Your goal: Starting at the line that holds "Target: pickup truck", transcribe every line to the end of the data exactly; include no other lines.

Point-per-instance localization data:
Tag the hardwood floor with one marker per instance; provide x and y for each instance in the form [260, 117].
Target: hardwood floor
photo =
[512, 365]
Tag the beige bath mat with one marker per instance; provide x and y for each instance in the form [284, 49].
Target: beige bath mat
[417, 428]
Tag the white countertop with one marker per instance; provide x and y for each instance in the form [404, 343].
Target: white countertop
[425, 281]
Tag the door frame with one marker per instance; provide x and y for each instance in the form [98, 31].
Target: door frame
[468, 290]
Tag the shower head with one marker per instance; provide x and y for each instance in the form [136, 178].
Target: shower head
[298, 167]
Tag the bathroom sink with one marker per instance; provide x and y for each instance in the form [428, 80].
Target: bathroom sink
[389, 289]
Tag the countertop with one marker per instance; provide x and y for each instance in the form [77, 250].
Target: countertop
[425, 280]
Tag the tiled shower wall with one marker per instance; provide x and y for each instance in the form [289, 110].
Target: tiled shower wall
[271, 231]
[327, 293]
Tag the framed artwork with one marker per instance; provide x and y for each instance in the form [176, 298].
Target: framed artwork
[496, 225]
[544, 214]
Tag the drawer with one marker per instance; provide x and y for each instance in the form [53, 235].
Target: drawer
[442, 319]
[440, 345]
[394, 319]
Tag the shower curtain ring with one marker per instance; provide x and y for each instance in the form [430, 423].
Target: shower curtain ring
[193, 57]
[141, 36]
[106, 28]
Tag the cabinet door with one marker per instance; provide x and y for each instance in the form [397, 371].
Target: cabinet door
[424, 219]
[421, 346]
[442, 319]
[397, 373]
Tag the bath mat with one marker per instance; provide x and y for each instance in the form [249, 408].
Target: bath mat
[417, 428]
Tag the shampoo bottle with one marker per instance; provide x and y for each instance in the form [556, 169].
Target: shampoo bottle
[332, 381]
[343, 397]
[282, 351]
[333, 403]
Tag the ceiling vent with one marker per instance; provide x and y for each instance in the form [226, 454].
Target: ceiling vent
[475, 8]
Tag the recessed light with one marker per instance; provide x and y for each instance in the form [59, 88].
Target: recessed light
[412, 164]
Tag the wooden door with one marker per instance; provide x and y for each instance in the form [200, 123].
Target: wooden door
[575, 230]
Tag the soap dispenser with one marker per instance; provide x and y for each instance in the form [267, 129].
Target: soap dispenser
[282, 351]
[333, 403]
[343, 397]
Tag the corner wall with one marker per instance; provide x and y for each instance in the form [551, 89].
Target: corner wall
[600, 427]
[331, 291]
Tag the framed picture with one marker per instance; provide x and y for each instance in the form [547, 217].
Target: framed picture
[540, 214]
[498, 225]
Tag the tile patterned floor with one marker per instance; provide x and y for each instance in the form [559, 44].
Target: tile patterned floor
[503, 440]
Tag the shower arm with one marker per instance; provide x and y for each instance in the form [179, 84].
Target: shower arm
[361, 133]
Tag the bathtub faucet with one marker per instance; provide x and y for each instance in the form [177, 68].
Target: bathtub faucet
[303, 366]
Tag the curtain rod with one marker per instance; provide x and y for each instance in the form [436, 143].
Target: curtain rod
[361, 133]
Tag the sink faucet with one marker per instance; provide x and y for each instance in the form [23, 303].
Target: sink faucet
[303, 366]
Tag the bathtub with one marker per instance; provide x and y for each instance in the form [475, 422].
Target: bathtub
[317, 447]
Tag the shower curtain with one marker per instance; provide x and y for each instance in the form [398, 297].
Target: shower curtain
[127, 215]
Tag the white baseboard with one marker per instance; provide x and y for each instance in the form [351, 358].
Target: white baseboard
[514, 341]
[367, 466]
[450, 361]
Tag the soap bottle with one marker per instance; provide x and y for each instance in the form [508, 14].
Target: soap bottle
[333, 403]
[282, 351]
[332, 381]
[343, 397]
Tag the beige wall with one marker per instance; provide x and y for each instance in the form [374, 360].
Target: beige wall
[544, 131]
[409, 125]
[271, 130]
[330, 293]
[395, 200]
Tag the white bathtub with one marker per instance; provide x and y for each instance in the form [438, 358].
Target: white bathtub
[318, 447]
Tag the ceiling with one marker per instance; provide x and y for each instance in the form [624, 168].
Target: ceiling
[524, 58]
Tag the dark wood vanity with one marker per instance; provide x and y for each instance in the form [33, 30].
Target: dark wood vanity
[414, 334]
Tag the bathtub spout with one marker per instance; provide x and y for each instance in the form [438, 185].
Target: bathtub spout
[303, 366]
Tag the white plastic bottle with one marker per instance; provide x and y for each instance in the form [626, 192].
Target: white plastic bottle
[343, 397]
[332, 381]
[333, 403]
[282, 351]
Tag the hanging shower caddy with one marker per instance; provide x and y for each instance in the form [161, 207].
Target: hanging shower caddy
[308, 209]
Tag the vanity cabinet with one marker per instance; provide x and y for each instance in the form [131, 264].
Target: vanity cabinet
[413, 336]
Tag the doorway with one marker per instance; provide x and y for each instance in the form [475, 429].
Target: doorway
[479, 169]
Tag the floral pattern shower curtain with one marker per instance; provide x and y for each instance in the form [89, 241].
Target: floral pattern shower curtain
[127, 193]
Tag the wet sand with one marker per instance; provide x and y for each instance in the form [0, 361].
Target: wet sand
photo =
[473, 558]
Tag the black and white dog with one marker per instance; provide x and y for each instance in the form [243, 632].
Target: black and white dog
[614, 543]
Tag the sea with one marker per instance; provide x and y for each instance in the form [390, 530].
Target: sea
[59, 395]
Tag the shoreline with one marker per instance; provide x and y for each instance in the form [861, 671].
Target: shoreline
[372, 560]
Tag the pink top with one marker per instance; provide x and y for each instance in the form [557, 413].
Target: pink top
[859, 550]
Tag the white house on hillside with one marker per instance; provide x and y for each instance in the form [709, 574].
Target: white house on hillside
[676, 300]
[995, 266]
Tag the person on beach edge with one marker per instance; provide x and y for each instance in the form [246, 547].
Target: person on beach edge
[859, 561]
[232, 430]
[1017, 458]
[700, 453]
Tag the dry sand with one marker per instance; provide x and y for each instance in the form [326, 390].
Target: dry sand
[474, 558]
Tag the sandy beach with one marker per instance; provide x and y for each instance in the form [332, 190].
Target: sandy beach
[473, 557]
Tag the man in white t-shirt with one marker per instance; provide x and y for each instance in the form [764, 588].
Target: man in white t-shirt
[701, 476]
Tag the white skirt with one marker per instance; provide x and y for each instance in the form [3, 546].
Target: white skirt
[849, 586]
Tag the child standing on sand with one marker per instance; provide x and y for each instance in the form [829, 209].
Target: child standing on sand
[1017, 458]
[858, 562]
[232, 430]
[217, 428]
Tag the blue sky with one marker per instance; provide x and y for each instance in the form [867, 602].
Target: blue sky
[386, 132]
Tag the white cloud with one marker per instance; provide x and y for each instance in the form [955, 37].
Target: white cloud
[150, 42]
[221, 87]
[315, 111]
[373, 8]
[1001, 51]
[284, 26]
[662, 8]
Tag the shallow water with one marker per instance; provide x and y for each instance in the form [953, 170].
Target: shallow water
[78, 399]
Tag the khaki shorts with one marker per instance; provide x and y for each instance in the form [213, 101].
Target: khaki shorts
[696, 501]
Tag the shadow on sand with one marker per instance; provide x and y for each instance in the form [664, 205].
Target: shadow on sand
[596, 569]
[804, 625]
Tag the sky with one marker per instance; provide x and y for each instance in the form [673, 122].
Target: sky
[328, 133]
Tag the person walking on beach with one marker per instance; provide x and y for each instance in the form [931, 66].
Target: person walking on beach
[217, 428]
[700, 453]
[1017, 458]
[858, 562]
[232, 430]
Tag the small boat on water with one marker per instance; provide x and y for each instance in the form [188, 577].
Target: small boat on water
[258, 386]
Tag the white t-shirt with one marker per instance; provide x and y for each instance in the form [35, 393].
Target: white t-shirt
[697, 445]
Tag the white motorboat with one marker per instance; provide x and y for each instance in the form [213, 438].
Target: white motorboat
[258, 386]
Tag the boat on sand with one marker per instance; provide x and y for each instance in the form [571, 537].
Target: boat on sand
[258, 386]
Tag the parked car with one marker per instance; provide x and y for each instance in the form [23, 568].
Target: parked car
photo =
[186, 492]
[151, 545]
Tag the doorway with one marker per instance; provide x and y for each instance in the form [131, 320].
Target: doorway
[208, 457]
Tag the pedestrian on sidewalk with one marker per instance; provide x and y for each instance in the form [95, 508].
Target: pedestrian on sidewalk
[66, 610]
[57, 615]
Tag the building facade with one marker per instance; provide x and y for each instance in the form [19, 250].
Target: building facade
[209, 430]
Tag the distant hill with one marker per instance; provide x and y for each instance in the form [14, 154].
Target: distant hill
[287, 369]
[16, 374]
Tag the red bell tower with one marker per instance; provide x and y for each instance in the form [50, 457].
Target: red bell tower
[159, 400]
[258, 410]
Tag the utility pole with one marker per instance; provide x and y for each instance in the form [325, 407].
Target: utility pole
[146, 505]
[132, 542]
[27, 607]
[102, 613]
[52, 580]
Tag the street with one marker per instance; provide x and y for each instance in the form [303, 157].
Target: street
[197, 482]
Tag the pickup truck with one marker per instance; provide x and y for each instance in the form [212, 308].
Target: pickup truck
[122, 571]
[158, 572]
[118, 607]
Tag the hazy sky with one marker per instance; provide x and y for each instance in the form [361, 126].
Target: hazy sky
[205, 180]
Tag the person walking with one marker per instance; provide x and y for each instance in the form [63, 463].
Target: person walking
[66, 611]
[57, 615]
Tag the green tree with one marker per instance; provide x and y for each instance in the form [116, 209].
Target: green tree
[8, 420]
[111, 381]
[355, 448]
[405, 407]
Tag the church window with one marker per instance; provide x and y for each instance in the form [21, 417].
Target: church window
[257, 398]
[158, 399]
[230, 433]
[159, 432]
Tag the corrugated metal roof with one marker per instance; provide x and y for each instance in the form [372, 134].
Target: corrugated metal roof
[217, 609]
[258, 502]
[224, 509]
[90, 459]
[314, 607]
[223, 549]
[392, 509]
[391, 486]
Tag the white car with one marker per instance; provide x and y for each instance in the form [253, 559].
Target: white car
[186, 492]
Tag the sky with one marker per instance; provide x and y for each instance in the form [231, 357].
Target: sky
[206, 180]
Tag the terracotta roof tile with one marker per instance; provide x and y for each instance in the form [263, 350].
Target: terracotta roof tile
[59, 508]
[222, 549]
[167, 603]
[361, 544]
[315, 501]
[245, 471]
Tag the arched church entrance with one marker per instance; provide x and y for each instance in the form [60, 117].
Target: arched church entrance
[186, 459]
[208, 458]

Solved problem:
Target: pickup truck
[122, 571]
[158, 572]
[118, 607]
Tag the hazy sky with one marker per instance; provide x and y for each instance in the form [361, 126].
Target: hazy sky
[205, 180]
Tag the person walking with one marker per instance; provide x and y for each instance in the form [63, 463].
Target: person walking
[66, 611]
[57, 615]
Tag the green tree with one marker per instance; provide x and y for each instance in the form [116, 209].
Target: green tree
[8, 420]
[111, 381]
[355, 448]
[405, 407]
Tag the church window with one marker per instance; provide x and y for each instance in the form [21, 417].
Target: church window
[257, 398]
[158, 399]
[230, 433]
[159, 432]
Tag the corrugated metal roof with one marker per instance; provide x and y for each instance in the form [372, 134].
Target: corrugated metal roof
[217, 609]
[258, 502]
[224, 509]
[90, 459]
[314, 607]
[223, 549]
[392, 509]
[391, 486]
Tag the white car with one marker per instance; provide x and y for each instance in the form [253, 559].
Target: white car
[186, 492]
Tag the sky with one marker per instance; provide x and y for each instance in the form [231, 357].
Target: sky
[206, 180]
Tag the terracotta roof tile with one marker per instance; provide x and y for each instance in the form [263, 350].
Target: terracotta roof tile
[59, 508]
[222, 549]
[167, 603]
[361, 544]
[315, 501]
[245, 471]
Tag the arched church entrance with one marker per instance; provide x and y for each instance in the form [60, 117].
Target: arched church entrance
[186, 459]
[208, 458]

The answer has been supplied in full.